• BRANO DA LEGGERE
##############################

19 febbraio 2014

Prime note sparse su Sanremo 2014

Guardo Sanremo da sempre.
Per tradizione familiare.
Lo seguivo quando la mia famiglia, felicemente e alternativamente ginecentrica, si riuniva la sera davanti la tv, rigorosamente in bianco e nero, per commentare le canzoni, i cantanti, gli ospiti, i conduttori (gli accordi di genere sessisti sono voluti: all'epoca in casa paravamo così...).
Mia nonna, mia mamma mia sorella e me. Io costruivo delle tabelle  per votare canzoni cantanti musiche e testi e li distribuivo a tutte e tutte esprimevamo un voto, più voti.

Nell'epoca provinciale dell'Europoa disunita, dove l'orgoglio nazionale non era percepito ancora come sciovinismo, Sanremo ci restituiva dignità. La dignità di un paese che sapevamo, allora come ora, allora meglio di ora, essere molto indietro rispetto il resto d'Europa, per i diritti, non solo quelli riconosciuti per legge (che anche da noi il divorzio e l'aborto finalmente c'erano) ma i diritti percepiti, quelli che riconoscevano dignità ai gay (perchè già da piccolo sapevo, perchè l'informazione circolava libera, non solo che i froci esistevano ma che nel nord d'europa erano trattati come persone normali e addirittura si potevano sposare...) e alla donna (mentre da noi c'era ancora il delitto d'onore) tanto che lo stupro era percepito come un delitto contro la persona e non contro la morale, mentre da noi c'era una legge a stabilire il contrario (per tacere del matrimonio riparatore col quale solo stupratore si metteva la coscienza, e la fedina penale, a posto...).
Sanremo era uno dei pochi eventi che ci faceva sentire orgogliosi di essere italiane (no, non è la mia retorica antisessista, mi riferisco a mia nonna, mia mamma a mia sorella ...e a me), prima delle canzonette c'era stato Puccini (e Verdi).
Nel blu dipinto di blu
che tutti chiamavamo Volare era un biglietto da visita che ci precedeva ovunque e, nonostante il paese goffo provinciale ignorante e analfabeta che eravamo (e siamo), la musica in qualche modo ci risarciva.
La canzone italiana di cui Sanremo è il festival era un bene comune e condiviso con delle specificità italiane che contribuiva a costruire l'identità nazionale, laddove le canzoni recepivano, a modo loro, il cambiamenti culturali che avvenivano nel paese.

Certe canzoni hanno fatto la storia non tanto da un punto di vista musicale ma sociale e politico.

##############################

• MATERIALE ESTRATTO
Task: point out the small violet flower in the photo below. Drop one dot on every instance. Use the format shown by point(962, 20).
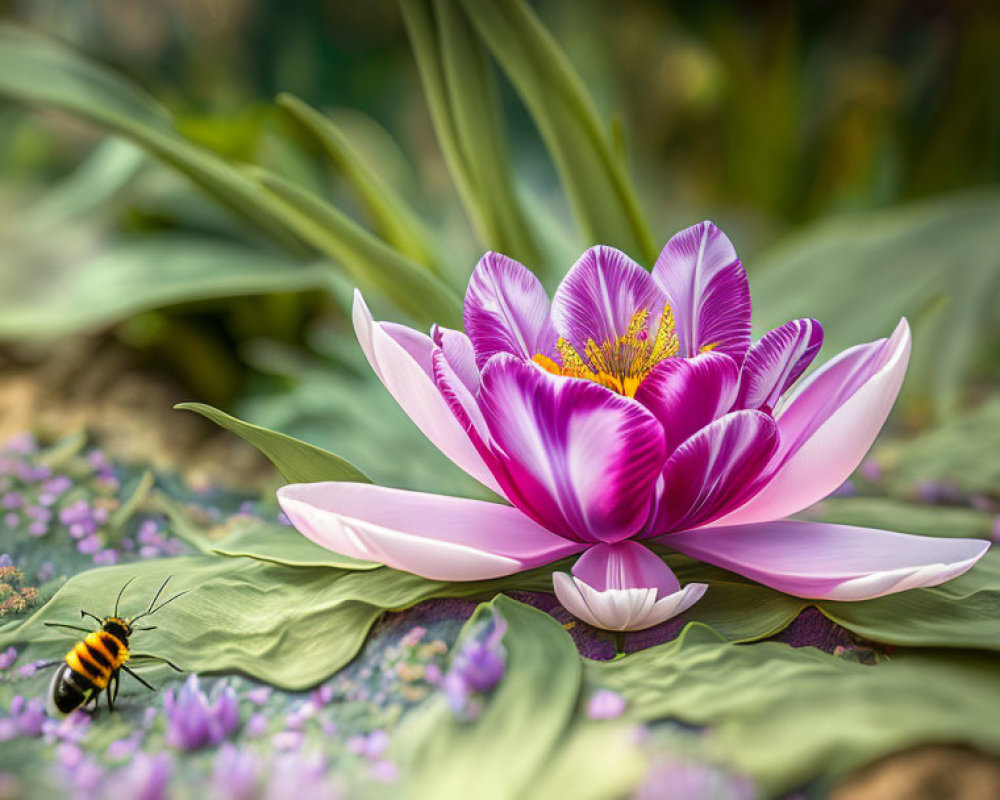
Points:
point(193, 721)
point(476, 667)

##############################

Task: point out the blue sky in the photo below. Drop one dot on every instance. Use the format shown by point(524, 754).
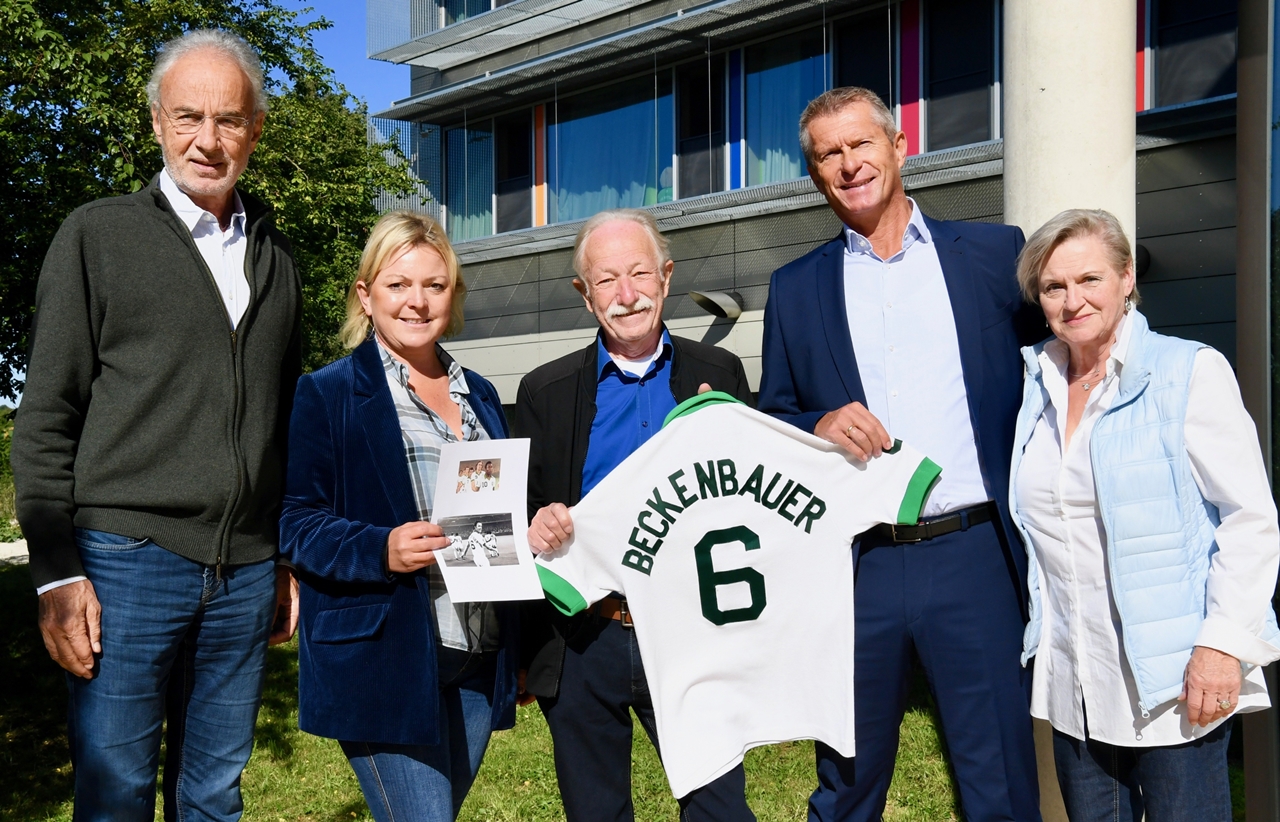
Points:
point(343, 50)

##############################

• COMPITO SCRITTO A
Nel brano su Sanremo, con quale titolo tutti chiamavano «Nel blu dipinto di blu»?
• COMPITO SCRITTO B
Per favore, stampa il brano su Sanremo tra «Mia nonna, mia mamma mia» e «voto, più voti.», estremi inclusi.

• RISPOSTA COMPLETA A
Volare.

• RISPOSTA COMPLETA B
Mia nonna, mia mamma mia sorella e me. Io costruivo delle tabelle  per votare canzoni cantanti musiche e testi e li distribuivo a tutte e tutte esprimevamo un voto, più voti.